Please copy out, word for word, the part of the listing below that opens with the line containing "One keypoint belongs to every instance. Tag the white running" and runs through the listing's final line.

== GIVEN DATA

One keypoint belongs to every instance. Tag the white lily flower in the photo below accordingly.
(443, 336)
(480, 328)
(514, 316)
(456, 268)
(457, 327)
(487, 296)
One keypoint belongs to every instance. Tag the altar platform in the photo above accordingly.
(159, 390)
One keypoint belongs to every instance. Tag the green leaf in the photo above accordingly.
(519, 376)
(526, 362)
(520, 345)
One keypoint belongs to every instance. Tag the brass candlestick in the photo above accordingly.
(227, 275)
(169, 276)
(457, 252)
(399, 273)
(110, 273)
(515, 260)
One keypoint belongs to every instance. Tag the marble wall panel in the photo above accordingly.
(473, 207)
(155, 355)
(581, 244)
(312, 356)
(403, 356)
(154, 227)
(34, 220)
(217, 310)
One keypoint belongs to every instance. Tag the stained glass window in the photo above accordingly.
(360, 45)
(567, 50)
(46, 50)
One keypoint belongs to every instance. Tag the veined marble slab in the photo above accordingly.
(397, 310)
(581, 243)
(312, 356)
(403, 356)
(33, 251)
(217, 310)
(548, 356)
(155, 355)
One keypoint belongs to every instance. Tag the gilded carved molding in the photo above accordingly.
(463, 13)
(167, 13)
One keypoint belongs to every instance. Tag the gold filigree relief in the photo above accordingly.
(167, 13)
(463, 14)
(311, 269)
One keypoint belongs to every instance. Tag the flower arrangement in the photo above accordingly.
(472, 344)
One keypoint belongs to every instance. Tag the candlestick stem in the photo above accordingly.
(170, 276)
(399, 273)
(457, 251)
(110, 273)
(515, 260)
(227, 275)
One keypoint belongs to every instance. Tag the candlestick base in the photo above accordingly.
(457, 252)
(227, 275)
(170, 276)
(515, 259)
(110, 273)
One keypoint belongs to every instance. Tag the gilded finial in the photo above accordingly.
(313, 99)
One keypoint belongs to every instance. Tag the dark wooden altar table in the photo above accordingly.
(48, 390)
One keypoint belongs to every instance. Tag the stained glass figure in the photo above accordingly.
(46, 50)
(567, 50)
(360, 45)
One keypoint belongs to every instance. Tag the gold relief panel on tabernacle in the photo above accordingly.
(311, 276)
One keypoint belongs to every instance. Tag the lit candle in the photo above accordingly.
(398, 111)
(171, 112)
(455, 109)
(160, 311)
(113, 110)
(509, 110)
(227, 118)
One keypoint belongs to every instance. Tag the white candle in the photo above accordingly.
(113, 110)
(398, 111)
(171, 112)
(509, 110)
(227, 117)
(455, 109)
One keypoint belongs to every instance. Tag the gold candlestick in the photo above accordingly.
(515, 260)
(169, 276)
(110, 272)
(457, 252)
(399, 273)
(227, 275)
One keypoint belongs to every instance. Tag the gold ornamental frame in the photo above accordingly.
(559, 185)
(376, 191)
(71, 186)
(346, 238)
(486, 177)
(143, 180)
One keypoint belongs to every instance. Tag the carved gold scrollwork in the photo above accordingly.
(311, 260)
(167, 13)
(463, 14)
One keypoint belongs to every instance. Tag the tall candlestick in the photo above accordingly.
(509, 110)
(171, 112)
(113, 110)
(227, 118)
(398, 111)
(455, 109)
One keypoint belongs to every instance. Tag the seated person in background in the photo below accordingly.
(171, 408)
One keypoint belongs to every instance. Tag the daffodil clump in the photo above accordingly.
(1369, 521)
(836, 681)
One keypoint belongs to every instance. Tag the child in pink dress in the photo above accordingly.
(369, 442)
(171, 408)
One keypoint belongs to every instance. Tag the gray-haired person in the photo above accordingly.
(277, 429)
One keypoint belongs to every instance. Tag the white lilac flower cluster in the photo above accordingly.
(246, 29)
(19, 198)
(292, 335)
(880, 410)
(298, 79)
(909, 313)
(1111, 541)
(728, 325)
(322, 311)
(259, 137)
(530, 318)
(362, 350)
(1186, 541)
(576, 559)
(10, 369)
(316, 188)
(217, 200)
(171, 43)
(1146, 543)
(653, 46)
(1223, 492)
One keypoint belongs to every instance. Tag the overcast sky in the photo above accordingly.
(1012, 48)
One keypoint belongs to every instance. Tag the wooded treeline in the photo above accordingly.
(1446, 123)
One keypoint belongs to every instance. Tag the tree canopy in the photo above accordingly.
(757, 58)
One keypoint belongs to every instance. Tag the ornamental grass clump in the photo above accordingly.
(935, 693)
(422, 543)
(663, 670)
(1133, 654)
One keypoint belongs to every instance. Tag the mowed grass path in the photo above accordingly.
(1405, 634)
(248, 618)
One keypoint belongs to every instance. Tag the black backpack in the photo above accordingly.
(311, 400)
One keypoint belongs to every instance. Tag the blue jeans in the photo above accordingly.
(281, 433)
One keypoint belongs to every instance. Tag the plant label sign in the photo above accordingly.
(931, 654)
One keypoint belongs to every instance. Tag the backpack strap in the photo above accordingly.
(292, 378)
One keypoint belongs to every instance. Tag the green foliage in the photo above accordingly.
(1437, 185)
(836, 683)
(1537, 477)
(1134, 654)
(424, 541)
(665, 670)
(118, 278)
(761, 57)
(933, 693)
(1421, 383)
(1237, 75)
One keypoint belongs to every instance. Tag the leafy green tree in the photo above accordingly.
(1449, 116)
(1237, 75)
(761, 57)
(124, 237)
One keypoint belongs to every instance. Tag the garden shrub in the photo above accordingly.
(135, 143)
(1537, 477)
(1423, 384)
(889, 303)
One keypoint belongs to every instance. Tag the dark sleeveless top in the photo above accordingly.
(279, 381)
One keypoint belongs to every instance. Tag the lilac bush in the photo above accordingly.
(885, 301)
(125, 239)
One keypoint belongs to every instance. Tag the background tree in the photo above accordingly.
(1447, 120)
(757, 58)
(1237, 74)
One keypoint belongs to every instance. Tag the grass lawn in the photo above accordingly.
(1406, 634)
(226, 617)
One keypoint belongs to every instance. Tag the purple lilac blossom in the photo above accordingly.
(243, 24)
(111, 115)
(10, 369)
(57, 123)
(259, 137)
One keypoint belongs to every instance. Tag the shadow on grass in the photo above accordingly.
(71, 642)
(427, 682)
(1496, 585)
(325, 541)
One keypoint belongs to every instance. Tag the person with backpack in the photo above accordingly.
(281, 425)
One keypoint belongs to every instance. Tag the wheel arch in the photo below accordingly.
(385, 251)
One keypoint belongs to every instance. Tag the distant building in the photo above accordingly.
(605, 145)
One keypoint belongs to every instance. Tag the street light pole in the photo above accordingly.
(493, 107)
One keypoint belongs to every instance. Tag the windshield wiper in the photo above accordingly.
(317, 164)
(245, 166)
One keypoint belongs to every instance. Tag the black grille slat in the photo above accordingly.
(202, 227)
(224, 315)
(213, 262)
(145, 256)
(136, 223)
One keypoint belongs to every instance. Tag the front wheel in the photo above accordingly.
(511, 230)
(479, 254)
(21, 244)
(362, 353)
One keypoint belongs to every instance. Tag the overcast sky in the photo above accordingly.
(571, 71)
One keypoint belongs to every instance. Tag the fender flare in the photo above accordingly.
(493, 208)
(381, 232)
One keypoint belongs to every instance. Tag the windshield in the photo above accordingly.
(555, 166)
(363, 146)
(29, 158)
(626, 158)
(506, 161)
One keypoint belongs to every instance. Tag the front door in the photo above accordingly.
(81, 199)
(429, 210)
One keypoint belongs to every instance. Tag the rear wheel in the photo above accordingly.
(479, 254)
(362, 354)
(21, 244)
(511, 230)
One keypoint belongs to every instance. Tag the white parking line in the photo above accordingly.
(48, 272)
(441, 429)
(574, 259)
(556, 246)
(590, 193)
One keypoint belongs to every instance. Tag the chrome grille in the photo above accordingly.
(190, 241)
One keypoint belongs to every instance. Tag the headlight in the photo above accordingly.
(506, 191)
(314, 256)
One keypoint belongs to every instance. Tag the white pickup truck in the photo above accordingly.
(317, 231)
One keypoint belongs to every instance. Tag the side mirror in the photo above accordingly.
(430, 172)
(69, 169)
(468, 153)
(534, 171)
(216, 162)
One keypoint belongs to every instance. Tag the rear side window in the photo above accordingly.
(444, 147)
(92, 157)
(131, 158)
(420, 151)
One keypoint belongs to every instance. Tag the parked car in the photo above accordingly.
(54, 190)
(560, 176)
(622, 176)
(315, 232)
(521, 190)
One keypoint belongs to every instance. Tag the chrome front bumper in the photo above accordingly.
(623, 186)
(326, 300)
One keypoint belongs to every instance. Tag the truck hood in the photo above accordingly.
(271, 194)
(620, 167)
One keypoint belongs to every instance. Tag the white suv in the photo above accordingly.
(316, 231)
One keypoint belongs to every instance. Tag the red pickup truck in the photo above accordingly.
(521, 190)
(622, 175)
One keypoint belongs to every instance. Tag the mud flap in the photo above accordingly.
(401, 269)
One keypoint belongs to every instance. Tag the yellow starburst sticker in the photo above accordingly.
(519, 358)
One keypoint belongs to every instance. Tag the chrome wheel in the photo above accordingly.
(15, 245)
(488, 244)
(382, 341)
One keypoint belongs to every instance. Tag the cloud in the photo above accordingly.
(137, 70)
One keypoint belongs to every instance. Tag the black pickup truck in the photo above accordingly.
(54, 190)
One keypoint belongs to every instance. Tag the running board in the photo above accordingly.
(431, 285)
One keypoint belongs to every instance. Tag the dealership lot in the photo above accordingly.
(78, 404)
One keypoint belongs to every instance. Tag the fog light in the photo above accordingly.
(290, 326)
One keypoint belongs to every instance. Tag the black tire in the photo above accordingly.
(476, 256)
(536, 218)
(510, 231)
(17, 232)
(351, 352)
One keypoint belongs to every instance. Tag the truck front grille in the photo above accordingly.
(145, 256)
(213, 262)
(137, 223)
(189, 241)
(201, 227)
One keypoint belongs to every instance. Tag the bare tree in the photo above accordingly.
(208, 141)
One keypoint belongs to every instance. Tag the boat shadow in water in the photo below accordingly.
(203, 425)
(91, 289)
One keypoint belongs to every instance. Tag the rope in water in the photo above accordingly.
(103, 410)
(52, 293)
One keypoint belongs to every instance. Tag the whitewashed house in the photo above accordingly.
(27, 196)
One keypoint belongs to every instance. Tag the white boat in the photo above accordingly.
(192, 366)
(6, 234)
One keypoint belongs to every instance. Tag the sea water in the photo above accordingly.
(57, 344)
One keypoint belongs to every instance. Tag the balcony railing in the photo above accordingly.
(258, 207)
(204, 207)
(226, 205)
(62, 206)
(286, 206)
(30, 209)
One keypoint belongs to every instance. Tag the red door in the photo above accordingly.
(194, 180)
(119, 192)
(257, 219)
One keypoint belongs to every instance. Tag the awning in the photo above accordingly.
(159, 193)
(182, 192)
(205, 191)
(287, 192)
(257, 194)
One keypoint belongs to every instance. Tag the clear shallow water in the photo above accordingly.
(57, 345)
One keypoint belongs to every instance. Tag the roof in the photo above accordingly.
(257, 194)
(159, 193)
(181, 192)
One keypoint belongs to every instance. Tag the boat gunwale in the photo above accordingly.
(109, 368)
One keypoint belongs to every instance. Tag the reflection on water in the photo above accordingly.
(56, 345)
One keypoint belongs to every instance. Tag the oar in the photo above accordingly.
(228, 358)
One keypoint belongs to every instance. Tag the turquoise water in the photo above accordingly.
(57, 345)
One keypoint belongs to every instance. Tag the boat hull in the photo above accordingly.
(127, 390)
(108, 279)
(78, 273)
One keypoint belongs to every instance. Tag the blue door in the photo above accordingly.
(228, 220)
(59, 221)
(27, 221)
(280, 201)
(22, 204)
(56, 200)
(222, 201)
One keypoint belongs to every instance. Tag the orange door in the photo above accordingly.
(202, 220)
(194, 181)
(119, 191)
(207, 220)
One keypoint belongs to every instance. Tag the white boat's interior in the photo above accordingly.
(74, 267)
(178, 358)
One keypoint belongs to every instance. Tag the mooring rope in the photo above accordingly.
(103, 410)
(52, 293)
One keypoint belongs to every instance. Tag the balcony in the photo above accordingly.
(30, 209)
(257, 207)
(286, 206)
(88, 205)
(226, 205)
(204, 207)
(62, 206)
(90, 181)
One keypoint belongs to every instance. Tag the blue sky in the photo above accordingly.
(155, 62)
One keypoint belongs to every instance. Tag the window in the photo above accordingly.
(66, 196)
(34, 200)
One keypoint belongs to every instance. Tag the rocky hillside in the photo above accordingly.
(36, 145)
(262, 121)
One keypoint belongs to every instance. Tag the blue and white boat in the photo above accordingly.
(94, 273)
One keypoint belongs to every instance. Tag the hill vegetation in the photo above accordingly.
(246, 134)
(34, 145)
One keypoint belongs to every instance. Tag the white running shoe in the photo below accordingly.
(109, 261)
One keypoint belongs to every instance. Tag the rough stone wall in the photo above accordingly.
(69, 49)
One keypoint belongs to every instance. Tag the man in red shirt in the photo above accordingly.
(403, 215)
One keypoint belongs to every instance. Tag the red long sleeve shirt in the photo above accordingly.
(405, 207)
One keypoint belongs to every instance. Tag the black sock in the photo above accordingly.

====

**EXERCISE ANSWER**
One keypoint belongs to every instance. Tag the white running shoe in the photo below accordingly.
(109, 261)
One keypoint belongs to every instance. Tag the rough stone wall in the photo above accordingly.
(69, 49)
One keypoint belongs to every instance. Tag the man in red shirt in the photo above accordingly.
(403, 215)
One keypoint belongs to every instance. Tag the red long sleeve shirt in the photo above accordingly.
(405, 207)
One keypoint belongs to every instance. Tag the black sock in the photo above accordingly.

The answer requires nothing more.